» **Estratto del testo**
------------

Ho letto la notizia della sua scomparsa sulla rivista on line letteraturaenoi, dove gli viene dedicato un ritratto bello e commosso; poi ho trovato in rete e letto molti altri ricordi affettuosi di amici che lo frequentavano molto più di me. Tra i suoi articoli disponibili in rete, per ricordarlo scelgo “La ribellione della lentezza e dell’ozio”,  ripubblicato ora sul blog Comune-info.
Ciao Alain.

LA RIBELLIONE DELLA LENTEZZA E DELL’OZIO, di Alain Goussot

Viviamo nel mondo della velocità, del fare tutto subito, del consumare tutto subito, del dimenticare il passato per vivere solo il presente, del non sedimentare nulla e del non curare le relazioni. L’era capitalistica, quella del capitalismo finanziario e ipertecnologico, ha ulteriormente accelerato il tempo di vita, sembra che non ci sia più tempo per le relazioni umane, la convivialità, la meditazione, il sogno e quello svago che umanizza ognuno. Siamo come fagocitati da questa ansia di produrre, fare, accumulare, indebitarsi, consumare senza riflettere più di tanto, senza fermarsi sul bordo della strada per respirare quello che Célestin Freinet chiama “le fonti chiare della vita”.

------------

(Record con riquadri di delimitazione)
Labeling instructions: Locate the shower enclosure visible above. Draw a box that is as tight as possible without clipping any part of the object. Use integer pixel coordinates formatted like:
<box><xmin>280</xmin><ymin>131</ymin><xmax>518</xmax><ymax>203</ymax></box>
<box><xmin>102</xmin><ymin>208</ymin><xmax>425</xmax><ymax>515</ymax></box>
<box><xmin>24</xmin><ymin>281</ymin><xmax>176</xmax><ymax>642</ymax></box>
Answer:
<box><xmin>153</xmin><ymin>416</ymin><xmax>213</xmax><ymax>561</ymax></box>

------------

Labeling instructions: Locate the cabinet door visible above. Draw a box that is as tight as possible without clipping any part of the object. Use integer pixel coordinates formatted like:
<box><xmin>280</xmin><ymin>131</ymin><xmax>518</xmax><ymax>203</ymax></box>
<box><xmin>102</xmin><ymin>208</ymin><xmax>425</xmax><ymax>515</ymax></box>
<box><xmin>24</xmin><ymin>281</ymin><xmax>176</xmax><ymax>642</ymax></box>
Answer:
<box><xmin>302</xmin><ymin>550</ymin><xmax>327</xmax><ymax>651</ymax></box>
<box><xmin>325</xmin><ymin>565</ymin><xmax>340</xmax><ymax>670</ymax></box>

------------

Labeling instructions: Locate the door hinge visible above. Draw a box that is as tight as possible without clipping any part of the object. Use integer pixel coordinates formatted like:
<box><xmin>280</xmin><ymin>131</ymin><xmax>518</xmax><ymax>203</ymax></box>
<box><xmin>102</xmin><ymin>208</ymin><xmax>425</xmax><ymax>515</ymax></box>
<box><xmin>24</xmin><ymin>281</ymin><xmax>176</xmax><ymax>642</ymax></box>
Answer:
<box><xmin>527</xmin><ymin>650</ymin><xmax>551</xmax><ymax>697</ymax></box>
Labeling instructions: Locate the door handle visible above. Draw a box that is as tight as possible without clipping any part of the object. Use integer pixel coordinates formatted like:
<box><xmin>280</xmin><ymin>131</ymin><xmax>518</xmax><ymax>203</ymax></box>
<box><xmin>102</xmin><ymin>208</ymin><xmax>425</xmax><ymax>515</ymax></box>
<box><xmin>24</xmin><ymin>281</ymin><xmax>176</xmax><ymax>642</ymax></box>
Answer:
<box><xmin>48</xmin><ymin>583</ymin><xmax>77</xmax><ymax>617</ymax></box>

------------

» **Consegna 1**
Elenca tutte le cose per cui, secondo l'estratto, nell'era capitalistica sembra che non ci sia più tempo.
» **Consegna 2**
Indica a chi l'estratto attribuisce l'espressione "le fonti chiare della vita".
» **Consegna 3**
Sostituisci "ricordi" con "omaggi" e riporta il passo dell'estratto tra "Ho letto la" e "Ciao Alain.", estremi inclusi.

» **Risposta 1**
- le relazioni umane
- la convivialità
- la meditazione
- il sogno
- quello svago che umanizza ognuno

» **Risposta 2**
A Célestin Freinet.

» **Risposta 3**
Ho letto la notizia della sua scomparsa sulla rivista on line letteraturaenoi, dove gli viene dedicato un ritratto bello e commosso; poi ho trovato in rete e letto molti altri omaggi affettuosi di amici che lo frequentavano molto più di me. Tra i suoi articoli disponibili in rete, per ricordarlo scelgo “La ribellione della lentezza e dell’ozio”,  ripubblicato ora sul blog Comune-info.
Ciao Alain.